▶ [EXERCISE PROMPT]
Copy the lines below exactly, taking only the stretch from the line containing "trace the outline of every instance of the green" through the line containing "325 150 L 330", both included.

◆ ◆ ◆ ◆ ◆ ◆ ◆

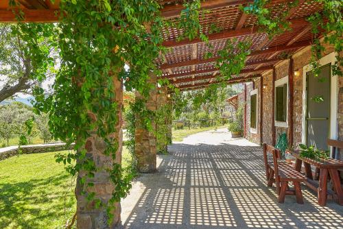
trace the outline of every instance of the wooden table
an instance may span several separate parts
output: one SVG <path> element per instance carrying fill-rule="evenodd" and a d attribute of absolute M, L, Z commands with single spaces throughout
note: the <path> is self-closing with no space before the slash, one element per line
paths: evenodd
<path fill-rule="evenodd" d="M 318 204 L 325 205 L 328 195 L 332 195 L 333 199 L 336 199 L 338 204 L 343 205 L 343 190 L 341 186 L 338 169 L 343 169 L 343 161 L 333 158 L 328 158 L 325 160 L 317 161 L 308 158 L 301 158 L 299 155 L 299 151 L 290 152 L 296 160 L 295 169 L 298 171 L 301 171 L 301 166 L 304 163 L 305 171 L 307 180 L 306 184 L 315 191 L 318 192 Z M 311 165 L 320 169 L 319 182 L 314 180 L 312 177 L 312 171 Z M 334 191 L 327 190 L 327 177 L 330 174 Z"/>

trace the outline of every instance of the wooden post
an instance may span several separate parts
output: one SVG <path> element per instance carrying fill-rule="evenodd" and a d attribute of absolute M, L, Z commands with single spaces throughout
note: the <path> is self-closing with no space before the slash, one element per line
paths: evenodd
<path fill-rule="evenodd" d="M 273 67 L 273 77 L 272 80 L 272 145 L 275 145 L 275 78 L 276 72 Z"/>
<path fill-rule="evenodd" d="M 261 102 L 260 106 L 260 112 L 259 112 L 259 136 L 260 136 L 260 143 L 263 143 L 263 77 L 262 75 L 260 77 L 260 93 L 261 93 Z"/>
<path fill-rule="evenodd" d="M 244 137 L 246 138 L 246 84 L 244 84 Z"/>
<path fill-rule="evenodd" d="M 289 65 L 288 68 L 288 88 L 289 100 L 288 100 L 288 144 L 293 146 L 293 94 L 294 94 L 294 60 L 292 56 L 289 58 Z"/>

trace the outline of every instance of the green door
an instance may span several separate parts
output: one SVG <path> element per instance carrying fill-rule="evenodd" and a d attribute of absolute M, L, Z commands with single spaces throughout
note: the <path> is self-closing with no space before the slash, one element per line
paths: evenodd
<path fill-rule="evenodd" d="M 325 150 L 330 131 L 330 78 L 331 66 L 327 64 L 322 67 L 318 77 L 308 73 L 306 82 L 306 143 Z"/>

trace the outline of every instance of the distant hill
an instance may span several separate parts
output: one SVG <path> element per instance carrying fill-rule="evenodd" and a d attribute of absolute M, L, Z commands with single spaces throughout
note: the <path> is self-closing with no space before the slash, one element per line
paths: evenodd
<path fill-rule="evenodd" d="M 5 104 L 9 104 L 14 101 L 20 101 L 23 104 L 25 104 L 26 105 L 28 105 L 29 106 L 32 106 L 32 104 L 31 104 L 31 100 L 32 100 L 34 99 L 34 97 L 33 96 L 29 96 L 29 97 L 17 97 L 16 98 L 14 98 L 14 99 L 13 100 L 4 100 L 1 102 L 0 102 L 0 105 L 5 105 Z"/>

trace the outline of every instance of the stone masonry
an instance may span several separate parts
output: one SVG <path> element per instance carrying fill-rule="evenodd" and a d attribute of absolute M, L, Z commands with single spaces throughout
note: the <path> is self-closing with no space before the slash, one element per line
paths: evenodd
<path fill-rule="evenodd" d="M 332 47 L 327 45 L 324 45 L 325 50 L 322 53 L 322 56 L 327 55 L 333 51 Z M 342 55 L 342 53 L 341 53 Z M 294 71 L 298 71 L 298 75 L 294 75 L 294 93 L 293 93 L 293 147 L 297 148 L 300 143 L 302 142 L 302 117 L 303 117 L 303 67 L 309 63 L 311 56 L 310 47 L 306 47 L 294 53 L 292 56 L 294 60 Z M 289 75 L 289 59 L 281 61 L 278 64 L 275 65 L 276 80 Z M 272 126 L 271 120 L 274 117 L 272 117 L 272 71 L 268 71 L 263 73 L 263 142 L 272 143 Z M 247 112 L 246 112 L 246 132 L 247 138 L 256 143 L 259 143 L 259 133 L 258 130 L 257 134 L 250 132 L 250 91 L 253 88 L 260 88 L 259 79 L 255 80 L 254 84 L 252 83 L 247 84 Z M 259 91 L 258 99 L 260 99 L 260 92 Z M 240 103 L 243 104 L 243 94 L 240 95 Z M 343 140 L 343 77 L 338 79 L 338 123 L 337 127 L 338 131 L 338 138 Z M 259 109 L 261 108 L 261 104 L 259 104 Z M 287 132 L 287 128 L 276 127 L 276 138 L 278 135 L 282 132 Z M 343 156 L 341 155 L 341 158 Z"/>
<path fill-rule="evenodd" d="M 98 229 L 98 228 L 114 228 L 121 224 L 120 203 L 114 204 L 114 210 L 112 214 L 114 215 L 112 224 L 109 224 L 108 216 L 106 213 L 106 206 L 112 197 L 115 186 L 110 179 L 108 169 L 112 169 L 113 163 L 121 163 L 123 134 L 121 130 L 122 117 L 121 109 L 123 101 L 123 85 L 117 77 L 113 77 L 113 83 L 115 89 L 115 101 L 118 103 L 119 121 L 116 126 L 116 132 L 111 134 L 110 137 L 117 139 L 119 142 L 118 149 L 116 152 L 115 160 L 111 156 L 106 156 L 104 154 L 106 144 L 104 139 L 96 136 L 95 133 L 87 139 L 84 148 L 86 149 L 86 157 L 92 158 L 97 171 L 93 178 L 87 178 L 88 182 L 94 184 L 93 186 L 85 187 L 81 184 L 80 180 L 86 176 L 86 173 L 80 171 L 78 176 L 78 182 L 75 188 L 75 195 L 77 197 L 77 219 L 78 228 L 80 229 Z M 82 191 L 86 193 L 83 194 Z M 95 202 L 88 202 L 86 196 L 91 193 L 95 193 L 95 198 L 99 199 L 104 206 L 96 208 Z"/>
<path fill-rule="evenodd" d="M 74 144 L 71 144 L 67 147 L 66 143 L 29 145 L 21 146 L 19 152 L 19 148 L 17 145 L 9 146 L 0 149 L 0 160 L 19 155 L 19 154 L 29 154 L 47 153 L 56 151 L 71 150 L 73 147 Z"/>
<path fill-rule="evenodd" d="M 150 82 L 156 84 L 156 76 L 150 77 Z M 136 94 L 137 98 L 141 96 Z M 150 97 L 146 106 L 150 110 L 156 110 L 157 89 L 154 88 L 150 91 Z M 152 128 L 156 128 L 154 122 Z M 152 173 L 156 171 L 156 139 L 154 133 L 145 129 L 140 120 L 137 118 L 136 121 L 135 130 L 135 152 L 137 157 L 137 168 L 140 173 Z"/>

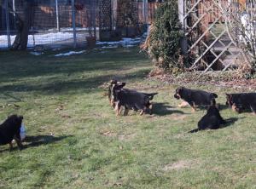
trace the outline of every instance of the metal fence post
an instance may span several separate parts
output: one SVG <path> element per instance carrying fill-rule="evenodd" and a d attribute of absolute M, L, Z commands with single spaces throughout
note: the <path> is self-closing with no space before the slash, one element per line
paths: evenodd
<path fill-rule="evenodd" d="M 143 0 L 143 21 L 144 21 L 144 24 L 148 24 L 148 0 Z"/>
<path fill-rule="evenodd" d="M 77 33 L 76 33 L 76 14 L 75 14 L 74 0 L 72 0 L 71 3 L 72 3 L 72 26 L 73 26 L 73 48 L 76 48 Z"/>
<path fill-rule="evenodd" d="M 58 5 L 58 0 L 55 0 L 55 6 L 56 6 L 57 31 L 60 32 L 60 23 L 59 23 L 59 5 Z"/>
<path fill-rule="evenodd" d="M 5 21 L 6 21 L 6 34 L 8 41 L 8 48 L 11 47 L 10 34 L 9 34 L 9 9 L 8 0 L 5 0 Z"/>

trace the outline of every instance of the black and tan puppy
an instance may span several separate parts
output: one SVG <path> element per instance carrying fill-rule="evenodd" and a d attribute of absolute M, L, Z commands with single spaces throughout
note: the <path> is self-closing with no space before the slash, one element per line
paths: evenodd
<path fill-rule="evenodd" d="M 116 114 L 120 114 L 120 107 L 125 107 L 124 115 L 127 115 L 129 110 L 140 111 L 143 115 L 147 110 L 152 113 L 152 104 L 150 100 L 157 93 L 140 93 L 136 90 L 123 89 L 125 83 L 113 84 L 112 89 L 113 101 L 115 103 Z"/>
<path fill-rule="evenodd" d="M 215 102 L 212 101 L 212 104 L 207 109 L 207 114 L 198 122 L 198 128 L 189 131 L 189 133 L 195 133 L 204 129 L 218 129 L 220 128 L 220 125 L 224 123 L 225 121 L 220 116 Z"/>
<path fill-rule="evenodd" d="M 218 95 L 203 90 L 179 87 L 176 89 L 174 97 L 186 101 L 195 112 L 197 106 L 210 106 L 212 101 L 215 104 L 215 98 L 218 98 Z"/>
<path fill-rule="evenodd" d="M 22 149 L 20 135 L 22 120 L 22 116 L 12 115 L 0 125 L 0 145 L 9 144 L 11 150 L 13 147 L 12 140 L 15 140 L 19 149 Z"/>
<path fill-rule="evenodd" d="M 256 114 L 256 93 L 226 94 L 226 105 L 236 112 L 251 110 Z"/>
<path fill-rule="evenodd" d="M 115 79 L 112 79 L 110 81 L 110 84 L 108 86 L 108 97 L 110 106 L 112 107 L 113 107 L 113 108 L 115 107 L 115 103 L 113 100 L 113 87 L 115 87 L 115 89 L 122 89 L 125 85 L 125 83 L 118 82 Z"/>

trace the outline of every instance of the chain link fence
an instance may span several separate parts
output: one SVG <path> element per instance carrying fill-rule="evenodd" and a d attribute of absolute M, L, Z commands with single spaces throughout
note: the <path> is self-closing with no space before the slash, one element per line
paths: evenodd
<path fill-rule="evenodd" d="M 19 25 L 17 17 L 26 18 L 24 0 L 0 0 L 0 49 L 10 48 Z M 28 1 L 29 2 L 29 1 Z M 87 37 L 100 39 L 100 3 L 104 0 L 33 0 L 30 1 L 30 27 L 27 48 L 84 47 Z M 115 17 L 118 0 L 110 0 L 111 16 Z M 137 24 L 150 23 L 159 3 L 137 1 L 134 13 Z M 109 7 L 109 6 L 108 6 Z M 121 15 L 121 14 L 119 14 Z M 146 18 L 147 17 L 147 18 Z M 119 18 L 117 18 L 119 19 Z M 104 20 L 103 20 L 104 21 Z M 121 23 L 121 21 L 119 21 Z M 119 23 L 113 20 L 112 29 Z"/>

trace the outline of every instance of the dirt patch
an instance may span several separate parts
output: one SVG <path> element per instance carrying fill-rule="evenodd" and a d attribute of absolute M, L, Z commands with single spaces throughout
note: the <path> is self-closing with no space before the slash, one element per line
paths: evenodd
<path fill-rule="evenodd" d="M 164 171 L 169 170 L 179 170 L 183 169 L 192 169 L 195 161 L 193 160 L 180 160 L 172 163 L 166 164 L 164 168 Z"/>
<path fill-rule="evenodd" d="M 136 134 L 121 134 L 118 135 L 120 140 L 130 140 L 133 139 L 134 136 L 136 136 Z"/>
<path fill-rule="evenodd" d="M 110 130 L 101 132 L 101 135 L 102 135 L 104 136 L 116 136 L 116 133 L 113 133 Z"/>
<path fill-rule="evenodd" d="M 256 89 L 256 78 L 245 79 L 236 77 L 236 72 L 184 72 L 178 76 L 173 76 L 166 73 L 150 77 L 150 78 L 160 80 L 166 83 L 183 85 L 189 87 L 190 85 L 213 85 L 220 89 L 232 88 L 241 92 Z"/>
<path fill-rule="evenodd" d="M 187 117 L 186 115 L 173 113 L 172 114 L 172 119 L 177 121 L 177 120 L 184 120 Z"/>

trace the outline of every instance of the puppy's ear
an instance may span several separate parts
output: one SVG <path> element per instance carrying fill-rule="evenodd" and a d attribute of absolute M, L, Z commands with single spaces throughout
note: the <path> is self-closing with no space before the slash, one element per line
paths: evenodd
<path fill-rule="evenodd" d="M 126 84 L 125 82 L 123 82 L 122 84 L 121 84 L 121 86 L 122 86 L 122 87 L 125 87 L 125 84 Z"/>
<path fill-rule="evenodd" d="M 117 80 L 115 80 L 115 79 L 111 79 L 111 80 L 110 80 L 110 83 L 111 83 L 111 84 L 116 84 L 116 83 L 117 83 Z"/>
<path fill-rule="evenodd" d="M 230 99 L 232 95 L 231 95 L 231 94 L 226 93 L 226 96 Z"/>

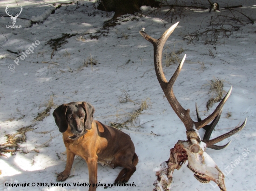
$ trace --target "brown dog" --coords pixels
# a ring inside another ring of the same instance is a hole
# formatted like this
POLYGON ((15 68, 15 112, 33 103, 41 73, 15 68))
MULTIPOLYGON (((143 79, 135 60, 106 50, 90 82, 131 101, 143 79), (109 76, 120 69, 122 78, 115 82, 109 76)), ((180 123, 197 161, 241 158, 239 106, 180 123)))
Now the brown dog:
MULTIPOLYGON (((59 106, 53 115, 59 130, 63 133, 67 150, 64 171, 57 180, 65 181, 70 174, 75 155, 84 159, 88 166, 89 183, 97 183, 97 162, 114 168, 123 169, 115 183, 128 181, 136 171, 138 156, 130 137, 121 131, 93 120, 94 107, 86 102, 72 102, 59 106)), ((89 191, 96 190, 90 186, 89 191)))

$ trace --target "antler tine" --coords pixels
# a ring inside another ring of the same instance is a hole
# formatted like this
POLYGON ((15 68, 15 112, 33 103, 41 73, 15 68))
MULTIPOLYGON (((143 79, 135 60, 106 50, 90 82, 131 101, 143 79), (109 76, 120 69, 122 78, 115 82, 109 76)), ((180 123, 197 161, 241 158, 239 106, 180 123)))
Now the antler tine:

◆ ◆ ◆ ◆ ◆ ◆ ◆

▶ [SOLUTION BELOW]
trace the outline of every instance of the green door
an instance may span several separate parts
output: one SVG <path> element per instance carrying fill-rule="evenodd" and a d attribute of absolute M, L, Z commands with single spaces throughout
note: the <path> is self-closing with no space before the slash, one element per line
paths: evenodd
<path fill-rule="evenodd" d="M 325 150 L 330 131 L 330 78 L 331 66 L 327 64 L 322 67 L 318 77 L 308 73 L 306 82 L 306 143 Z"/>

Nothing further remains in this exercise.